(RECORDS SHOWN)

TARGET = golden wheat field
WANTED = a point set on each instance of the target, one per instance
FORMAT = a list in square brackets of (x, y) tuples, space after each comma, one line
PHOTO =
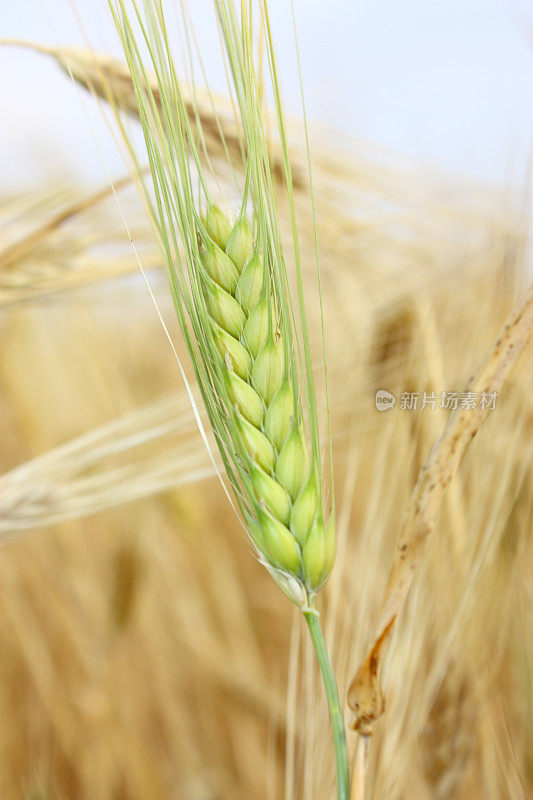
[(145, 652)]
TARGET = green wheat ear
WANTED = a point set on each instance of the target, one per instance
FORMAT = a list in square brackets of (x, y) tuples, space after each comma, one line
[(285, 493), (231, 291), (248, 342)]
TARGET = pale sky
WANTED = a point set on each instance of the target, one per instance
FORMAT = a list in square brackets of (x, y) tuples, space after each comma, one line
[(448, 82)]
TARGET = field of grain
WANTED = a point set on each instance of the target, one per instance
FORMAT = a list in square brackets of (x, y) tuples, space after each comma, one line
[(145, 654)]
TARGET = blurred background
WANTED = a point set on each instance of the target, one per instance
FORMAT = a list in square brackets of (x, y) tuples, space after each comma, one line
[(450, 84), (144, 653)]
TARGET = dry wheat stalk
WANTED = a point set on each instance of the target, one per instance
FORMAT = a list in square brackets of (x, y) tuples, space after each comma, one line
[(365, 695)]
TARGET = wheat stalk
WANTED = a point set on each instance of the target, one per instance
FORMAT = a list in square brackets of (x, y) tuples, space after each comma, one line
[(248, 343)]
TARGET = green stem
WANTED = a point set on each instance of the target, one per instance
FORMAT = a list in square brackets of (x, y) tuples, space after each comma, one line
[(334, 705)]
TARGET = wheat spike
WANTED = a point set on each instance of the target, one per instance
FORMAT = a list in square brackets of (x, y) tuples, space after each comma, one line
[(287, 526)]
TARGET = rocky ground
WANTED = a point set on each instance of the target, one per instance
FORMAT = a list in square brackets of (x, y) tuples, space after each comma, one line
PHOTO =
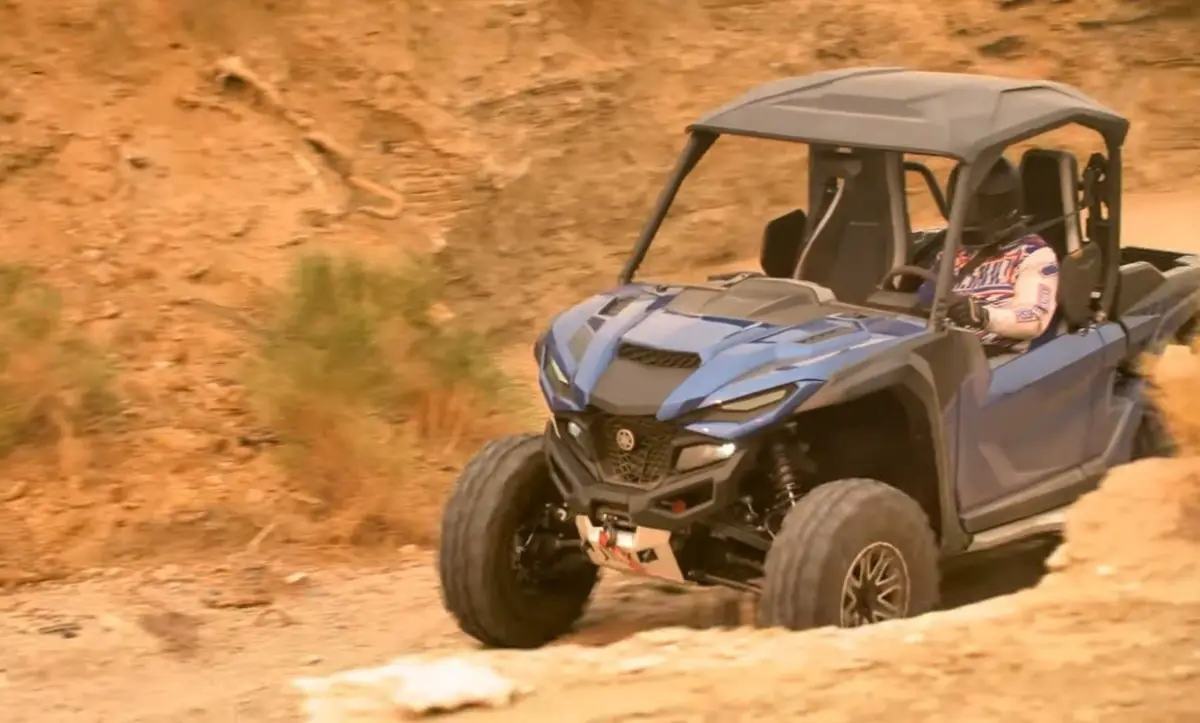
[(165, 166)]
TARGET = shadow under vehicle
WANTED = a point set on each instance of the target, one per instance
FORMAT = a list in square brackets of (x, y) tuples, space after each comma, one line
[(815, 434)]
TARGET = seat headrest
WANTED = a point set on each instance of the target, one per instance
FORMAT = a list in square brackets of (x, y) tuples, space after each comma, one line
[(1080, 273)]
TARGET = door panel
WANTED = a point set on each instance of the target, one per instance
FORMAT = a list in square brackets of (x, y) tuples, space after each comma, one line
[(1031, 420)]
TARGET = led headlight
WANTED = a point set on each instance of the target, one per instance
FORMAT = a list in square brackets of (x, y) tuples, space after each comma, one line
[(757, 401), (556, 371), (700, 455)]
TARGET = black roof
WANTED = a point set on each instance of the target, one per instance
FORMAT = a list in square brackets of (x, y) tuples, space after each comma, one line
[(949, 114)]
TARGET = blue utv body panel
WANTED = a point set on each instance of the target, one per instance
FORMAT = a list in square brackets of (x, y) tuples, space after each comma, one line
[(1023, 434)]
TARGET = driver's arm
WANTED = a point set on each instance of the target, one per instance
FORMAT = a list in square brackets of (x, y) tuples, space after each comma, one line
[(1029, 312)]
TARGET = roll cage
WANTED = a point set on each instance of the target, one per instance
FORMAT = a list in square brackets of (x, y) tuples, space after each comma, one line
[(862, 124)]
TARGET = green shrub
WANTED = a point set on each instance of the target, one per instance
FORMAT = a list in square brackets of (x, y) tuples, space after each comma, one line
[(370, 392), (53, 382)]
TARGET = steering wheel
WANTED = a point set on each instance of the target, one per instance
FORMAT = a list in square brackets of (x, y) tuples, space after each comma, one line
[(910, 270)]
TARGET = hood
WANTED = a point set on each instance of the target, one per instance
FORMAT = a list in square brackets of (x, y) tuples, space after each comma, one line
[(670, 351)]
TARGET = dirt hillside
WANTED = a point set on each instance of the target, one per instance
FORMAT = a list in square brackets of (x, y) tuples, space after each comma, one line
[(163, 167), (1108, 635), (268, 272)]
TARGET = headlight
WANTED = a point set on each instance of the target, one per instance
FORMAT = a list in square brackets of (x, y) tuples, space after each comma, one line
[(557, 372), (757, 401), (700, 455)]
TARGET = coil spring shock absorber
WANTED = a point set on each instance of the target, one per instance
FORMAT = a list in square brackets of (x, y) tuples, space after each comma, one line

(ABOUT THIS TASK) Your answer should be each line of the data that contains the word "stalk", copied as it stands.

(SOLUTION FOR THIS PROBLEM)
TARGET = dry wheat stalk
TARGET = wheat stalk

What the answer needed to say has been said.